## Artikel

Um kurz vor 14 Uhr dann eine Riesenüberraschung und der wohl emotionalste Moment des Tages: Eine Familie ist aus Leimen gekommen, um Marion und Jürgen einen musikalischen Abschiedsgruß zu schenken. Bartolomey Can, der schon den Landeswettbewerb "Jugend Musiziert" gewonnen hat, spielt Mozart auf der Geige während Wunderkerzen funkeln. Anschließend singt die ganze Familie ein "Vater unser" auf Aramäisch. Nicht nur bei Marion fließen vor Rührung Tränen, auch zahlreiche Wartende haben verdächtig glänzende Augen, Passanten bleiben stehen, filmen, klatschen.
Um 16 Uhr, nach über drei Stunden, sind die Hände und Füße eiskalt und die Nasen rot gefroren, aber immerhin regnet es nicht und die Tür ist schon zum Greifen nahe. Dann – endlich drin und innerhalb von Sekunden wischen der unvergleichlich süße Zuckerladenduft und eine Welle von Herzlichkeit die Stunden des Wartens fort.
Jürgen lässt sich, wie in den vergangenen Jahrzehnten nicht aus der Ruhe bringen und füttert zwischendurch ein kleines Hündchen mit Wurst. Marion hat heute Unterstützung von Freundinnen bekommen, aber viele wollen trotzdem von ihr bedient werden, ein paar letzte Worte wechseln, alles Gute wünschen.
Immer wieder bringen Besucher auch Geschenke. Blumensträuße, Karten, Kinder überreichen selbst gemalte Bilder und ganz viele wollen noch ein Erinnerungsfoto. Letzteres ist wirklich eine Besonderheit, denn Fotografieren und Filmen war im Zuckerladen nie gestattet.
Auch die Tochter der Inhaber ist gekommen, um in der letzten Stunde mitzuhelfen. "Sie ist ja quasi hier aufgewachsen", sagt Marion und freut sich. Ob es allerdings wirklich die letzte Stunde heute sein wird, ist fraglich. Eigentlich sollte der Zuckerladen zwar um 17 Uhr schließen, aber am Freitag gingen die letzten Kunden um 22.40 Uhr. Die Schlange vor der Tür ist um 16.30 Uhr jedenfalls kein bisschen kürzer geworden, als sie es zur Mittagszeit war. Es wird also noch etwas länger dauern, bis sich der letzte Besucher endgültig verabschiedet hat.
Aber die gute Nachricht ist ja auch: Selbst wenn Marion und Jürgen nun in Ruhestand gehen, wird der Zuckerladen – wenn alles gut läuft – bleiben. Ein paar Hürden gilt es noch zu überwinden, aber eine Nachfolgerin ist gefunden. Auch wenn ihr Name noch nicht öffentlich genannt werden darf, so viel lässt sich verraten: Sie ist Heidelbergerin, kennt den Zuckerladen schon aus Kindertagen und sprüht regelrecht vor Begeisterung. Der RNZ gegenüber sagt sie: "Für mich würde damit ein Traum in Erfüllung gehen!

## Bereitgestellte Daten
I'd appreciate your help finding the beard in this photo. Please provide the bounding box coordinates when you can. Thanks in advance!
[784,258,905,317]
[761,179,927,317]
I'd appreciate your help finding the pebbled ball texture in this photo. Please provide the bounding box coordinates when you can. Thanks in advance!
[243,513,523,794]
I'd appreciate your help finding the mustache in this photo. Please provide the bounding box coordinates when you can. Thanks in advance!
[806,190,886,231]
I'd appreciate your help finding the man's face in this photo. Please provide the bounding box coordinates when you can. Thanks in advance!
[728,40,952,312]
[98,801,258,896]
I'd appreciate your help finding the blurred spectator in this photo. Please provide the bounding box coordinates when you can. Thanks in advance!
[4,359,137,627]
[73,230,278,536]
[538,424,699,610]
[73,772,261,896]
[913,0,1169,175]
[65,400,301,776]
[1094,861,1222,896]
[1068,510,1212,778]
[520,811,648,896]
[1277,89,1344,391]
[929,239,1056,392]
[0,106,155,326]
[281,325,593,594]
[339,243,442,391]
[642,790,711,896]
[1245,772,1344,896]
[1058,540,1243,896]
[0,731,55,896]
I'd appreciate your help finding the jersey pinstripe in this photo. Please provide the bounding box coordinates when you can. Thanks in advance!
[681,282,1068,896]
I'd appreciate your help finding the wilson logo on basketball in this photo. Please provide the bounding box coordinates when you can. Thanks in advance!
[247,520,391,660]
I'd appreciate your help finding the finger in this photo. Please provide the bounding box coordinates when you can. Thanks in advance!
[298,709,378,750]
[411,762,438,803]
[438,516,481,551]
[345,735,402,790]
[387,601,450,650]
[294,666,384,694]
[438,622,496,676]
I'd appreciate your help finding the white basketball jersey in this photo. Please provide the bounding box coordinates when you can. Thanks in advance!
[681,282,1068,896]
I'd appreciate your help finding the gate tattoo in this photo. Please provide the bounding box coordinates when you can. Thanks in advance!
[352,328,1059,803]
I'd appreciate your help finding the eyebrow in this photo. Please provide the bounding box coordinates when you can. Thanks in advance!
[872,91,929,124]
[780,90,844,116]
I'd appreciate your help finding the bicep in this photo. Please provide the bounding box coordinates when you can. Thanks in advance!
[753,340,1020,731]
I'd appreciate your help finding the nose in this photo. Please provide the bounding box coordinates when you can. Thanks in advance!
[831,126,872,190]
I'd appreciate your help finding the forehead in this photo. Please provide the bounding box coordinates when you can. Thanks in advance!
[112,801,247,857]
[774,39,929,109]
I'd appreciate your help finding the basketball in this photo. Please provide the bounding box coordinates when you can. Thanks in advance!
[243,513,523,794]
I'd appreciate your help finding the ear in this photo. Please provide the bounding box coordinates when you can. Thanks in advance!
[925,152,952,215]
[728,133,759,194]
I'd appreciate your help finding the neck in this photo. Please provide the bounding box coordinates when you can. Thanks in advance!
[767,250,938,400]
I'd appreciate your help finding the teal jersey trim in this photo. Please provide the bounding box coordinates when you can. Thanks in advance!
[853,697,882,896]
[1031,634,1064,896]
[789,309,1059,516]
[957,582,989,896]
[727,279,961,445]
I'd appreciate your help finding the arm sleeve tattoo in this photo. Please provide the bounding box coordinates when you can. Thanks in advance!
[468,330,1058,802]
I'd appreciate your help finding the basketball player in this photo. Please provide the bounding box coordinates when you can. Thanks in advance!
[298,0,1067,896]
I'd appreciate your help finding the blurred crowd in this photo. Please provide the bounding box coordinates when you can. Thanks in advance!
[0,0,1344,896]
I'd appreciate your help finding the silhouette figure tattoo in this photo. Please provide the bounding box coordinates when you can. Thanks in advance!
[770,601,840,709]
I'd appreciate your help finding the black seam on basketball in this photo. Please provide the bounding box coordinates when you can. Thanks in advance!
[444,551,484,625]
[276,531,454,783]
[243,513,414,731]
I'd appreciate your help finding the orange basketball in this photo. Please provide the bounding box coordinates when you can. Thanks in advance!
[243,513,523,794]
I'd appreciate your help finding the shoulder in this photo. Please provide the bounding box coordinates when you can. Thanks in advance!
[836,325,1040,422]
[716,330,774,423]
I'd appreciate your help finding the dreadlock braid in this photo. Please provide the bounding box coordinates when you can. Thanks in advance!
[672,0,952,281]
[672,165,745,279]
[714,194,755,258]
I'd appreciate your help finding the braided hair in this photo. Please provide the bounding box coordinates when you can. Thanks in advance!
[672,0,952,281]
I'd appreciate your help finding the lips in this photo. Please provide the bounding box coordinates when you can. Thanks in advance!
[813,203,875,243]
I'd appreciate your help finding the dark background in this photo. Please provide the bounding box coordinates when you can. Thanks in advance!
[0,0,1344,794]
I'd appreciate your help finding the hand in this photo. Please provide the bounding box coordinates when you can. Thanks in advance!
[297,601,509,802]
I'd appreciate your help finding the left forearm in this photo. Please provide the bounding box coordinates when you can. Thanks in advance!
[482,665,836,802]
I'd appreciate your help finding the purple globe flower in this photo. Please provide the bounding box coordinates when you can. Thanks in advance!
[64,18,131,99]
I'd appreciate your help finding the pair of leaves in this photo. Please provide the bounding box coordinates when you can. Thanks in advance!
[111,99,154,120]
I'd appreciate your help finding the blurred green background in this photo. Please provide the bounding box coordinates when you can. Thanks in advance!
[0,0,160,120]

--

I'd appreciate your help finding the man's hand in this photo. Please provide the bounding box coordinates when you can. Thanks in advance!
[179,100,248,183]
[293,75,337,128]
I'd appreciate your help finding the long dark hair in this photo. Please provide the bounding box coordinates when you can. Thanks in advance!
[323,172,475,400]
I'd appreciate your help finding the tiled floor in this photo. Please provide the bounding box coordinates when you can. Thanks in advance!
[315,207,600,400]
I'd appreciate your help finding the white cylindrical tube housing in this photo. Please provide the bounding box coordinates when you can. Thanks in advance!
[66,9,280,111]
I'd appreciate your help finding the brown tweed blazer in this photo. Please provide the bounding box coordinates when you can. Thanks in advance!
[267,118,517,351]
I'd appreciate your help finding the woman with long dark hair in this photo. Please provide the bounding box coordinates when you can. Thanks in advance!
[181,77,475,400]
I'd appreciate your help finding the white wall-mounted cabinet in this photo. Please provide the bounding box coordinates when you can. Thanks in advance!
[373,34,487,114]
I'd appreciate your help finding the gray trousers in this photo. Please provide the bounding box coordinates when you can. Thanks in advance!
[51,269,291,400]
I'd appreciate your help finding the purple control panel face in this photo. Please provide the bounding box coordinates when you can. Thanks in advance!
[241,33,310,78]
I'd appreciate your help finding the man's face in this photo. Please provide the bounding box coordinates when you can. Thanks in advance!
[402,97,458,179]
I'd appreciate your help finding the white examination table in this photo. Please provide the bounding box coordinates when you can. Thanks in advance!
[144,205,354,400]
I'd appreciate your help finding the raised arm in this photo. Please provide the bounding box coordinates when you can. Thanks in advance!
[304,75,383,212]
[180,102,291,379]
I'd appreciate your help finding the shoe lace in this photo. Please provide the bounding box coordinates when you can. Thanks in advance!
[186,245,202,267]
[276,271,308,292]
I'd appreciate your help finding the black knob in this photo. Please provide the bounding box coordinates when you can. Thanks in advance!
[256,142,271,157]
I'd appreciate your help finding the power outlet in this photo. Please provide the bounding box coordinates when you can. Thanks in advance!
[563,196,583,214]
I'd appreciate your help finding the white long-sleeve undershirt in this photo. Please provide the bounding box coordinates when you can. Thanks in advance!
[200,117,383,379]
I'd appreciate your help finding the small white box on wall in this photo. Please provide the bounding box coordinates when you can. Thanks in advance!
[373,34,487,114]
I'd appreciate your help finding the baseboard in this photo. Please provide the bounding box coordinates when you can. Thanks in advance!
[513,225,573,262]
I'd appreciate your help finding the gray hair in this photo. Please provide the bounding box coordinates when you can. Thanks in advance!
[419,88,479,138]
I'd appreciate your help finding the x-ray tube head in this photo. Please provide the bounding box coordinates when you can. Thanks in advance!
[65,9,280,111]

---

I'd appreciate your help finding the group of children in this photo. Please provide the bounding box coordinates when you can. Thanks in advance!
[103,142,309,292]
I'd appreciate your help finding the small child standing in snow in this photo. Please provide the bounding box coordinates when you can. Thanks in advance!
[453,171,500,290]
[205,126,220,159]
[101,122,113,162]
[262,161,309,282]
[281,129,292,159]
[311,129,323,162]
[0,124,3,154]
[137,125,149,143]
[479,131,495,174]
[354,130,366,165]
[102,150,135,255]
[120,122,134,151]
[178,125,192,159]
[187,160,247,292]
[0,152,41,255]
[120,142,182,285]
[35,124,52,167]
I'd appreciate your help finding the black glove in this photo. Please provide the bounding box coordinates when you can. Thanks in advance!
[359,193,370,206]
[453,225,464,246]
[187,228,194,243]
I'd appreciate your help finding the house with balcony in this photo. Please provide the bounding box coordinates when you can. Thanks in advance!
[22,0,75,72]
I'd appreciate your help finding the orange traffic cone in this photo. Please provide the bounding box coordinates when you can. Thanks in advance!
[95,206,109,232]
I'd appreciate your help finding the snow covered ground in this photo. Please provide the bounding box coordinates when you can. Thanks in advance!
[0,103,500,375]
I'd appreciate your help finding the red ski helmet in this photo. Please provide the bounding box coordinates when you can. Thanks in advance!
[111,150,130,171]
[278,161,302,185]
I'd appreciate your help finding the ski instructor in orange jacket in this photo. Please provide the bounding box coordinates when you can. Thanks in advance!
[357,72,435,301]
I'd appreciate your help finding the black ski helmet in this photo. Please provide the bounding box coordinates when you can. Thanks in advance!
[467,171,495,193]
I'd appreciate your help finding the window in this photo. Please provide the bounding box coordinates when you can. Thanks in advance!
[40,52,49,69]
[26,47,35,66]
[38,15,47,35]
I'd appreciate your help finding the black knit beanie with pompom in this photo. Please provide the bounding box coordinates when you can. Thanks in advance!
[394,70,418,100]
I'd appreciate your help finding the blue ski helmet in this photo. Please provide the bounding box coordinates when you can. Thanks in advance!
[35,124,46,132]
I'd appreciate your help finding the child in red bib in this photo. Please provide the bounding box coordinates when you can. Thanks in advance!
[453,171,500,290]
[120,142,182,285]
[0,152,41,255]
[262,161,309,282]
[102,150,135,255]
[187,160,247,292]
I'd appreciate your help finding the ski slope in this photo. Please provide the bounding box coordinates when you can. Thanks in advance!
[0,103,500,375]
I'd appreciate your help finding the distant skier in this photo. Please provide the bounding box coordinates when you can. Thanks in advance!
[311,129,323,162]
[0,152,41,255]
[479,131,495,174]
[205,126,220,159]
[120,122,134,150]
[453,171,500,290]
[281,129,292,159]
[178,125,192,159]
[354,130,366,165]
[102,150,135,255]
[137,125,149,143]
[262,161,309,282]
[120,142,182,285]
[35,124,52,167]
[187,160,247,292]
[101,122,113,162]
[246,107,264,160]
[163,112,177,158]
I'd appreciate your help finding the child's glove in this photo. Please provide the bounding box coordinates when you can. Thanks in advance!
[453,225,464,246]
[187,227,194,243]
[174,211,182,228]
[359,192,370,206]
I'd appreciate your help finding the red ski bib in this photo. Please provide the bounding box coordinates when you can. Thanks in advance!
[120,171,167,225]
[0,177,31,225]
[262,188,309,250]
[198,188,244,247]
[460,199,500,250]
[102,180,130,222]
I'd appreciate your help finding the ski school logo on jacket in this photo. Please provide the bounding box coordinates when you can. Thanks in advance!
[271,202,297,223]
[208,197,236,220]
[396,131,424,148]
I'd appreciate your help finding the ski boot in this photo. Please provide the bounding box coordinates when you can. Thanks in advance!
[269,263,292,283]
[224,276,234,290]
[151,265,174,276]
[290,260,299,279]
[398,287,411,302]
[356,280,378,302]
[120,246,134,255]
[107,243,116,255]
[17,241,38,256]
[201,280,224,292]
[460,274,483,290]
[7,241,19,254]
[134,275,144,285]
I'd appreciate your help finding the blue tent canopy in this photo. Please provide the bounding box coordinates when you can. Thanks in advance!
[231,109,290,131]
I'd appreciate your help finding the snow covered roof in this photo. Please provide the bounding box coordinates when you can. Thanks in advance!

## Aufgaben
A. Schreib aus dem Artikel über den Zuckerladen den Abschnitt ab, der bei den Worten „Um 16 Uhr, nach“ beginnt und nach den Worten „des Wartens fort.“ endet.
B. Um wie viel Uhr gingen laut dem Artikel über den Zuckerladen am Freitag die letzten Kunden?
C. Setze den Artikel über den Zuckerladen im Anschluss an seinen letzten Satz fort.

## Erwartete Lösungen
A.
Um 16 Uhr, nach über drei Stunden, sind die Hände und Füße eiskalt und die Nasen rot gefroren, aber immerhin regnet es nicht und die Tür ist schon zum Greifen nahe. Dann – endlich drin und innerhalb von Sekunden wischen der unvergleichlich süße Zuckerladenduft und eine Welle von Herzlichkeit die Stunden des Wartens fort.

B. Um 22.40 Uhr.

C.
Update: Sonntag, 4. Februar 2024, 12.41 Uhr

Es gibt eine Nachfolgerin für den Zuckerladen
Heidelberg. (shy) Es sind wunderbare Nachrichten: Marion und Jürgen Brecht haben eine Nachfolgerin für den Zuckerladen gefunden. Noch darf Marion allerdings keinen Namen nennen, es finden noch Verhandlungen statt. Hundertprozent sicher ist die Sache also leider nicht. Marion und Jürgen sind allerdings fest davon überzeugt, dass sie die Richtige ist.
"Sie ist Heidelbergerin, sie ist seit ihrer Kindheit zu uns gekommen, sie weiß, worum es geht, und es ist ihr eine echte Herzensangelegenheit", berichtet Marion. Sie selbst habe gesagt: "Wenn es klappen würde, würde ein Traum in Erfüllung gehen – für sie und ganz Heidelberg." Im Zweifelsfall würde sie mit dem Zuckerladen sogar umziehen, macht Marion deutlich, wie sehr die Frau dahintersteht.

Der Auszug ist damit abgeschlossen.